Recorded information:
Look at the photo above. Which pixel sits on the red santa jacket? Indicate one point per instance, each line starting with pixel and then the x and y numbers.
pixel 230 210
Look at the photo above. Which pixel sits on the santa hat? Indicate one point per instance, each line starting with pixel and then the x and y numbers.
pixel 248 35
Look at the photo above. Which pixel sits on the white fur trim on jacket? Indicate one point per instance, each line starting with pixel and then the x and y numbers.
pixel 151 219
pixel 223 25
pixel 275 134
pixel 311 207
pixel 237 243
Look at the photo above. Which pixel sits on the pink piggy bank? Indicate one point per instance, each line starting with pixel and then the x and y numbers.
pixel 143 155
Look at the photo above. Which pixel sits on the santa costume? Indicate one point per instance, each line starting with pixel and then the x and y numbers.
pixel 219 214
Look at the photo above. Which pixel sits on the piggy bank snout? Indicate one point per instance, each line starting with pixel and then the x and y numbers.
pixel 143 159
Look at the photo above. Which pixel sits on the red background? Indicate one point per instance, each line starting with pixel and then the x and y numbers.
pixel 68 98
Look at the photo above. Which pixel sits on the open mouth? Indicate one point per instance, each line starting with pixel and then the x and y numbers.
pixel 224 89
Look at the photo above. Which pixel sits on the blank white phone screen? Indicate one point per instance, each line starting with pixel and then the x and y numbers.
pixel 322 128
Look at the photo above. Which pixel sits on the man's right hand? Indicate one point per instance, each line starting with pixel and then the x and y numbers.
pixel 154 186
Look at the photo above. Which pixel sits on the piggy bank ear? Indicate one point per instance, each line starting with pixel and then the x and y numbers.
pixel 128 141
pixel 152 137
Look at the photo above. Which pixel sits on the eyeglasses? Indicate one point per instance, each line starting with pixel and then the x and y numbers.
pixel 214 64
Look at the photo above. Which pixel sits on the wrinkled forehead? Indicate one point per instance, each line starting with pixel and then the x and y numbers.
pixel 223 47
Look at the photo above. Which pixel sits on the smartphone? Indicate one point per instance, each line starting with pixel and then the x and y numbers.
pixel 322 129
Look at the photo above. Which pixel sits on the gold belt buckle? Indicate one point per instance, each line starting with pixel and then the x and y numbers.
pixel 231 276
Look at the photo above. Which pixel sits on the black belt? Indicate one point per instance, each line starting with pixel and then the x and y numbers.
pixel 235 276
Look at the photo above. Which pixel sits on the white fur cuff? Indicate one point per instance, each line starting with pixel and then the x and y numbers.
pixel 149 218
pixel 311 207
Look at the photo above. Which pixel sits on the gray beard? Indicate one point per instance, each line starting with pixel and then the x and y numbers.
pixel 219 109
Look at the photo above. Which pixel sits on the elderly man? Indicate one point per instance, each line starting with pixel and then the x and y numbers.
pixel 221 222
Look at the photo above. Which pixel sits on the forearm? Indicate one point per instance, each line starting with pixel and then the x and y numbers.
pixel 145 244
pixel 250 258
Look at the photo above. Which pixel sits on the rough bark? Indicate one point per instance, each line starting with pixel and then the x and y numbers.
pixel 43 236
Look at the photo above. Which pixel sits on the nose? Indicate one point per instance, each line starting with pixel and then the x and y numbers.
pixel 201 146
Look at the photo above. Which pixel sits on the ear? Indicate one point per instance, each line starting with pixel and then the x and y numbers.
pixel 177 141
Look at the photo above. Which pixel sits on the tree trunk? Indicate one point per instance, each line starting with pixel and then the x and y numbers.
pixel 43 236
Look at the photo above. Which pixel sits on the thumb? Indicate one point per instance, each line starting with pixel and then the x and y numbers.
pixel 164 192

Your objective:
No line before the one containing "Look at the photo above. Which pixel sits on the nose?" belongs in the answer; give again exactly that line and all lines after it through the end of the data.

Written solution:
Look at the photo above. Which pixel sits on the nose? Indicate one point per instance, each line starting with pixel and then the x and y numbers.
pixel 201 146
Look at the photo above. Which pixel sits on the ear? Indicate one point per instance, each line starting with pixel and then the x and y numbers.
pixel 177 141
Look at the photo above. Which pixel sits on the tree trunk? Indicate one point per instance, each line starting with pixel and then the x and y numbers.
pixel 43 236
Look at the photo above. Which pixel sits on the thumb? Indicate one point per instance, each line starting with pixel and then the x and y numbers.
pixel 164 192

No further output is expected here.